Your reply should set down word for word each line below from the one with "For each instance of the long" through the final line, both included, but none of the pictures.

Point-per-instance localization data
- - - -
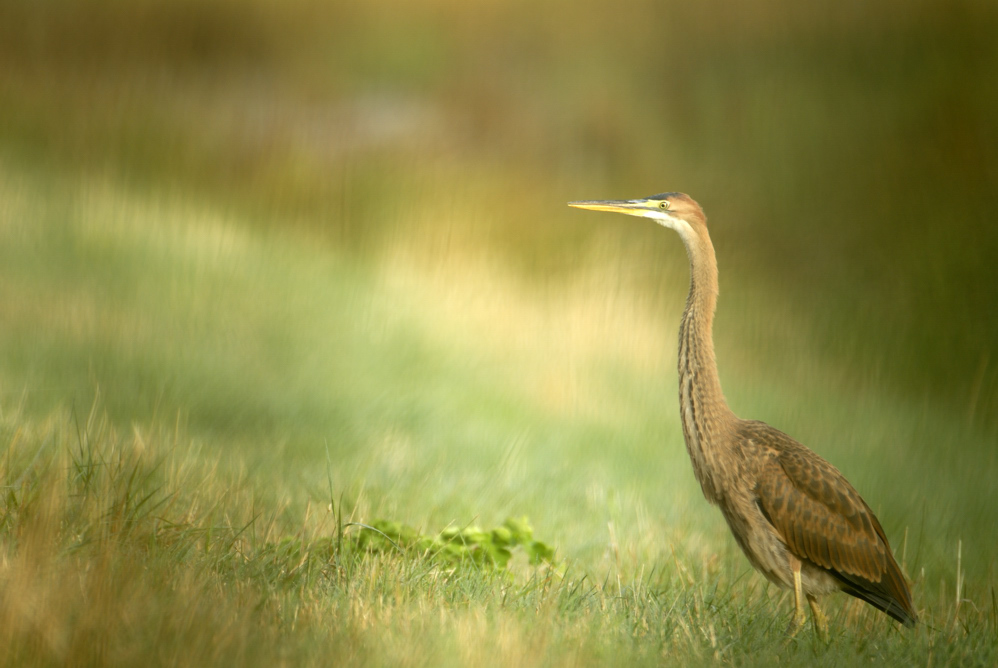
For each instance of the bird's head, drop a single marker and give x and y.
(673, 210)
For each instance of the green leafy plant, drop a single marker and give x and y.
(457, 545)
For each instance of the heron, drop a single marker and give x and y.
(794, 515)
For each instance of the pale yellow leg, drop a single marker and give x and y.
(819, 618)
(799, 617)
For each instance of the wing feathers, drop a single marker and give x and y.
(823, 519)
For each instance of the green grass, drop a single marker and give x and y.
(274, 272)
(197, 414)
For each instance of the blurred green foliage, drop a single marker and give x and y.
(846, 153)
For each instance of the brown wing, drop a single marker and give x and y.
(824, 520)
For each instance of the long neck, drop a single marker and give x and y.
(706, 418)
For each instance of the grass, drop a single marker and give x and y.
(271, 274)
(197, 414)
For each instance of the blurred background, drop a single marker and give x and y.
(846, 155)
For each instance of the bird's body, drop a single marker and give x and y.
(798, 520)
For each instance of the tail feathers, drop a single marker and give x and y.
(896, 603)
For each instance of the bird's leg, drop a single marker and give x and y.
(798, 619)
(818, 617)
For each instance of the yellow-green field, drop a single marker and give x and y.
(272, 274)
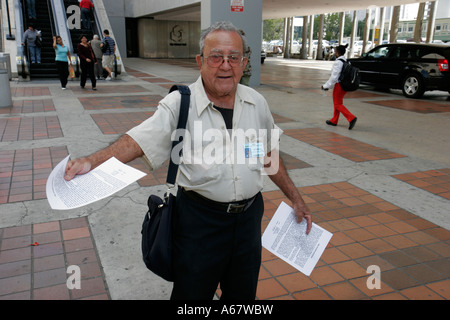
- - - -
SOLUTION:
For each instance of the long neck, drop a single marker and give x and y.
(706, 418)
For each instance of the grass, drop a single marker and give x and y.
(271, 274)
(197, 414)
For each instance of the blurred background, drop a single marker and give x and y.
(846, 155)
For each instance of the bird's body, drop a single marker and give x and y.
(798, 520)
For each instance of the tail feathers, drop a single marker and give x and y.
(896, 603)
For each instance of the bird's leg, drop a single marker and give x and y.
(798, 619)
(818, 617)
For each instance of the yellow-green field, drop a single marker and give x and y.
(272, 274)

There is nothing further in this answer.